BEGIN Information shown

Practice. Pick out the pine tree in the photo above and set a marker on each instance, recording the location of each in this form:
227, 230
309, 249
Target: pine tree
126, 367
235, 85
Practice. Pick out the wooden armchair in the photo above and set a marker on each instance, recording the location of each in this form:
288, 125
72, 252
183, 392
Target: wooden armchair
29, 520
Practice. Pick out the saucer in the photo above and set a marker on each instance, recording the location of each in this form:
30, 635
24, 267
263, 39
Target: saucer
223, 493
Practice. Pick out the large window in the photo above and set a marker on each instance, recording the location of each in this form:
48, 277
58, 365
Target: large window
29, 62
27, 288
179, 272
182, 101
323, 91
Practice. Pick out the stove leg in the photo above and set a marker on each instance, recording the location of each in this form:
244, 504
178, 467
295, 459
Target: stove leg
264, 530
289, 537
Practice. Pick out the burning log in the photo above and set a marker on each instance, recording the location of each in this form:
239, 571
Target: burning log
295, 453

END Information shown

Copy out the records above, substituting "place a pin" for "set a marker" wherever it occurs and leaving everything else as it is.

Output of the task ::
Practice. Pick out the pine tree in the photo above and place a pin on each instance, recording the location of each in this form:
227, 230
309, 249
Target: pine tree
126, 367
235, 85
Practice. Pick out the wooden armchair in the photo above and place a pin on each instance, recording the location of each in this form:
288, 125
72, 252
183, 392
Target: wooden armchair
29, 520
Practice. Pick out the saucer in the photo above and place a pin on each instance, recording the location of each in this form:
30, 635
24, 267
263, 39
Target: saucer
223, 493
Practice. Pick out the large window in the photo above and place a pin on each instance, recording the location of each in this form:
48, 277
58, 365
Target: large window
29, 62
27, 288
179, 272
182, 101
323, 91
Practice. Pick out the stove leg in the photo above and place a pin on each instance, recording the location of each in this form:
244, 504
178, 467
295, 459
Target: stove leg
264, 530
289, 537
Practice. Pick out the burning log in the photo above and place a pin on each instance, recording the location of each in this form:
239, 571
Target: burning log
295, 453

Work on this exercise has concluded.